WHAT YOU HAVE TO DO: In the records below, find the line containing "Mark every instance of the perforated"; give it again exactly, along with every line that follows, and nothing else.

EXERCISE DATA:
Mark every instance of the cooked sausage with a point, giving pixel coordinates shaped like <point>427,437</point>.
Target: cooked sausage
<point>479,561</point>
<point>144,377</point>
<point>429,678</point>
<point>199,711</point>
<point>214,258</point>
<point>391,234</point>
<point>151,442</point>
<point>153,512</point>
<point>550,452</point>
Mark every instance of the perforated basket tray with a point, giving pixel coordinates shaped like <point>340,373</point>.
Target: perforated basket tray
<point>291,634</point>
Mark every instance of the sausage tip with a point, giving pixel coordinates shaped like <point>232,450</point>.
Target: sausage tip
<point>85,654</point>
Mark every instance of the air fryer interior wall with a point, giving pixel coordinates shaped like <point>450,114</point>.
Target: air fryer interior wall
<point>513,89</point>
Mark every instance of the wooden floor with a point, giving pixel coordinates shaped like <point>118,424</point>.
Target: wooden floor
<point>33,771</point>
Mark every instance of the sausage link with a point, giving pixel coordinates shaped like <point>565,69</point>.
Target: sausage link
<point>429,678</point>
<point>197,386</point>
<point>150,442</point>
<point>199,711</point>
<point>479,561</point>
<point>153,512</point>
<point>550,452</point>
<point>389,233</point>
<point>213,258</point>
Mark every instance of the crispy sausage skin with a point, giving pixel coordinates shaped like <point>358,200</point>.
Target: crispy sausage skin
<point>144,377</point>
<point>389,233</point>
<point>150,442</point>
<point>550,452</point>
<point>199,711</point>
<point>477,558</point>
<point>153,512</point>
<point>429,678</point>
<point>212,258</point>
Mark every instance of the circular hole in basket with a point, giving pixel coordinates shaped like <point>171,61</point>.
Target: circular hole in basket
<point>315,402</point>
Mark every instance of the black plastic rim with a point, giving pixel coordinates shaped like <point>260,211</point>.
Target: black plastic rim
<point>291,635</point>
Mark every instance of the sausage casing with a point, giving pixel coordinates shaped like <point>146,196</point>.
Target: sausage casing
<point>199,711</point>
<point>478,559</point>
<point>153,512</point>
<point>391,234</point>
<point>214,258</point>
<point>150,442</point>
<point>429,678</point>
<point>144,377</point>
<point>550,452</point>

EXPECTED ANSWER:
Mark every instance of the perforated basket tray with a point, giving pixel coordinates shaped like <point>340,373</point>.
Target: perforated basket tray
<point>291,634</point>
Mark every instance of the sausage tip with a point, giving pixel coordinates shaped like <point>232,450</point>.
Target: sausage tip
<point>85,654</point>
Mark every instance of the air fryer interior wall with a point, giving pixel coordinates shaped like <point>450,114</point>.
Target: air fryer interior wall
<point>513,89</point>
Mark every instance of the wooden floor with a point, giving pixel coordinates shaped like <point>118,424</point>.
Target: wooden floor
<point>33,771</point>
Mark every instance of the sausage link with a point, giving pixel coordinates shaped like <point>565,69</point>.
Target: sausage link
<point>429,678</point>
<point>197,386</point>
<point>150,442</point>
<point>199,711</point>
<point>479,561</point>
<point>153,512</point>
<point>550,452</point>
<point>389,233</point>
<point>213,258</point>
Mark every instance of the crispy sausage skin with a point, giving pixel coordinates shaped like <point>358,200</point>.
Target: crispy sausage skin
<point>144,377</point>
<point>389,233</point>
<point>150,442</point>
<point>550,452</point>
<point>199,711</point>
<point>477,558</point>
<point>153,512</point>
<point>429,678</point>
<point>212,258</point>
Mark every instance of the circular hole in basket with a point, giving pixel coordinates shaped like <point>171,61</point>.
Target: circular hole in basket
<point>315,402</point>
Mark every instance of the black plastic rim with a point, giving pixel coordinates shaped like <point>260,211</point>.
Target: black plastic rim
<point>291,635</point>
Mark every instance of the sausage casing with a point, giving pixel coordinates shaped like <point>146,196</point>.
Target: sausage casing
<point>199,711</point>
<point>478,559</point>
<point>153,512</point>
<point>391,234</point>
<point>214,258</point>
<point>150,442</point>
<point>429,678</point>
<point>144,377</point>
<point>550,452</point>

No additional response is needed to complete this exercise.